** Begin Entries shown **

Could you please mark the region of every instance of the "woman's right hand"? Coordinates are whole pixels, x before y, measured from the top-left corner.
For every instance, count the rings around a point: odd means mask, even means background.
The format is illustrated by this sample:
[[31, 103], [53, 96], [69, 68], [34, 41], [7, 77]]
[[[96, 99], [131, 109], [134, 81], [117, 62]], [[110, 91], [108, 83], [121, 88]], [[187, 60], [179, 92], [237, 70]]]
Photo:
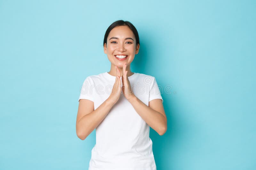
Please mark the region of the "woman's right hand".
[[115, 66], [115, 67], [116, 73], [116, 81], [113, 86], [111, 94], [108, 97], [109, 100], [114, 103], [116, 103], [118, 101], [122, 91], [121, 80], [120, 79], [120, 71], [117, 66]]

** End Entries shown **

# [Exercise details]
Reproduce the entries above with every "woman's right hand" changed to "person's right hand", keeping everything else unchanged. Omit the pictures.

# [Answer below]
Could you please mark the region of every instance of the "person's right hand"? Coordinates are whole pixels, x before y, measured from the top-left corner.
For every instance, count the rings around a point: odd means mask, even means background.
The format is illustrated by this sample:
[[31, 103], [53, 96], [69, 68], [34, 41], [7, 77]]
[[[96, 99], [131, 109], [134, 81], [117, 62]], [[110, 91], [108, 83], [121, 88]], [[187, 60], [179, 92], [237, 70]]]
Photo:
Please mark the region of the "person's right hand".
[[115, 66], [115, 67], [116, 73], [116, 81], [113, 86], [111, 94], [108, 97], [109, 100], [114, 103], [116, 103], [118, 101], [122, 91], [121, 80], [120, 79], [120, 71], [117, 66]]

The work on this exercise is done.